---------- Material

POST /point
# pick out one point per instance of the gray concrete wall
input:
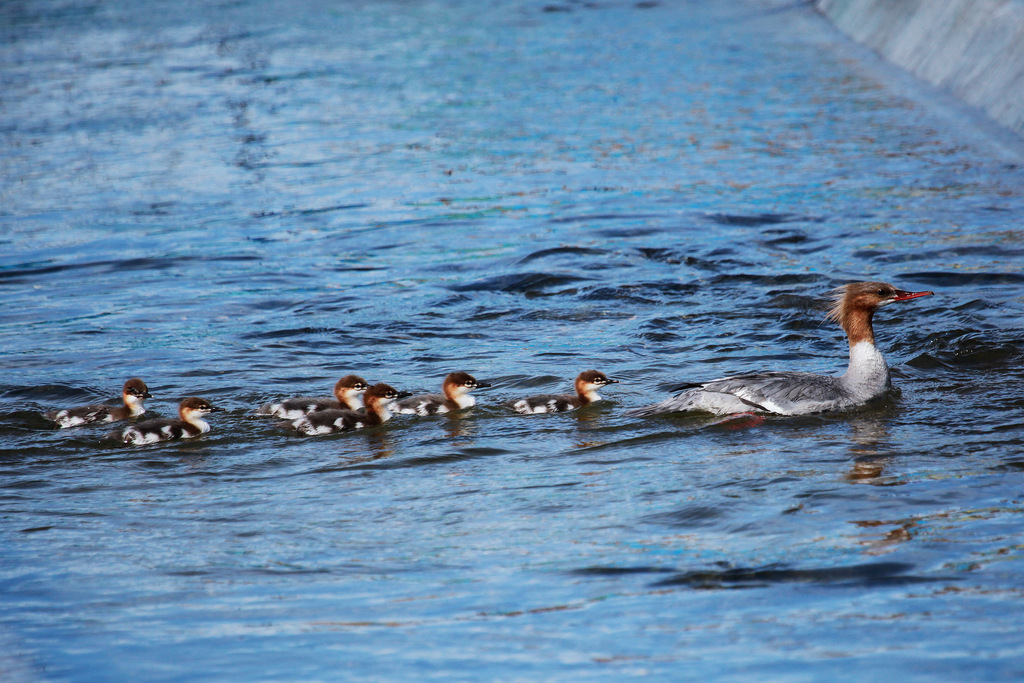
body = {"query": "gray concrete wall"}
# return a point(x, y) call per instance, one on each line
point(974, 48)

--------------------
---------- Material

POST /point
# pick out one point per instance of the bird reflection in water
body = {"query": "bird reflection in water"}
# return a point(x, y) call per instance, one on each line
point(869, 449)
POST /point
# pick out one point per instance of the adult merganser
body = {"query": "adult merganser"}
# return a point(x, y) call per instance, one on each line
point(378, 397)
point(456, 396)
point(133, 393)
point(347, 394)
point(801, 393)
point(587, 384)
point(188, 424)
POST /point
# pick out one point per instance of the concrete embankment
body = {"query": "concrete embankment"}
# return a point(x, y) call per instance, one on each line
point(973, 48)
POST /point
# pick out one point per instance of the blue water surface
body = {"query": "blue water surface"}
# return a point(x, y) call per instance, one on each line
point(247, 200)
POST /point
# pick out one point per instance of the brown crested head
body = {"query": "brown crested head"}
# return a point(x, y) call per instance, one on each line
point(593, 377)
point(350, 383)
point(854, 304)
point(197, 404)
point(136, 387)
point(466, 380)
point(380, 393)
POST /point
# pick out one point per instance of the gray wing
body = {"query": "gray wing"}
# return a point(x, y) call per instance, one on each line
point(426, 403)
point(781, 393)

--------------------

- _Problem description_
Extract every line in the listing that contains the string "surface", matching case exactly.

- _Final result_
# pick out one point per instance of the blue water surface
body = {"query": "blue water surface"}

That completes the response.